WORK ITEM: Render this sentence from the figure legend on Hox syntenic regions into Spanish: "Orthologs from the European amphioxus Branchiostoma lanceolatum were used as outgroup to root the trees."

Extended Data Fig. 4: Phylogenetic and retention profile clustering analyses of Hox syntenic regions.

a-d, Bayesian inference phylogenetic trees of amino acid sequences of 4 non-Hox syntenic genes to Hox clusters, Gbx (a), Cbx (b), Hnrnpa (c) and Agap (d), of the inshore hagfish (in red), the sea lamprey (in light blue), the Arctic lamprey (in dark blue) and selected gnathostomes. Orthologs from the European amphioxus Branchiostoma lanceolatum were used as outgroup to root the trees. Posterior probability is indicated in each node. Scales indicate number of substitutions per site. Phylogenetic analyses of Hox genes generally fail to determine orthology due their high conservation and short alignments. The phylogenetic trees of these non-Hox linked genes clearly support the orthology of Hox-α (Gbx, Cbx and Hnrnpa), Hox-δ (Gbx, Hnrnpa and Agap), and Hox-ζ (Hnrnpa) clusters, while β and ε genes always group together, as previously observed for the lamprey17. The alignments used to build the trees, together with the MrBayes parameters and number of generations used to build each tree are provided as Supplementary Files 16–19. e, clustering analysis of retention profiles (see main text) resolved the orthology relationships of Hox-β, Hox-ε, Hox-γ, as well as Hox-ζ clusters. Supported orthologies in each analysis are marked with color-coded rectangles. The location of each cluster is indicated in parenthesis in e (ssc, super scaffold; HiC cl, Hi-C contact cluster, or chromosome). For the clustering analysis of AC1-derived chromosomes in the lamprey and hagfish, we split Hi-C cluster 3 into two halves, each containing one Hox cluster: 3L (coordinates 0–107.78 Mb), 3R (107.78-194 Mb).

DATA EXCERPT:

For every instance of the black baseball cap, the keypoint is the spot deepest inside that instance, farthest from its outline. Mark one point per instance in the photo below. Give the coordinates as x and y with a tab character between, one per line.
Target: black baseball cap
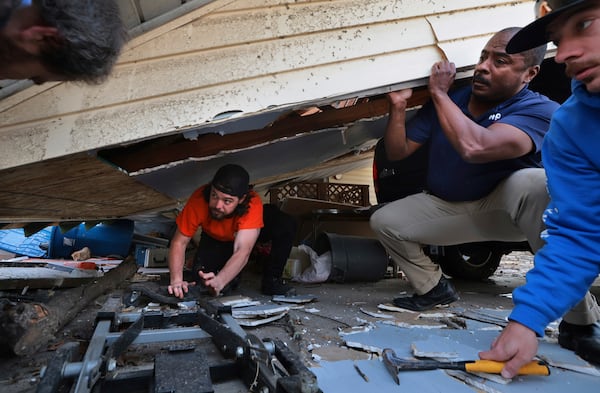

COMPLETED TASK: Se utilizaron ortólogos del anfioxo europeo Branchiostoma lanceolatum como grupo externo para enraizar los árboles.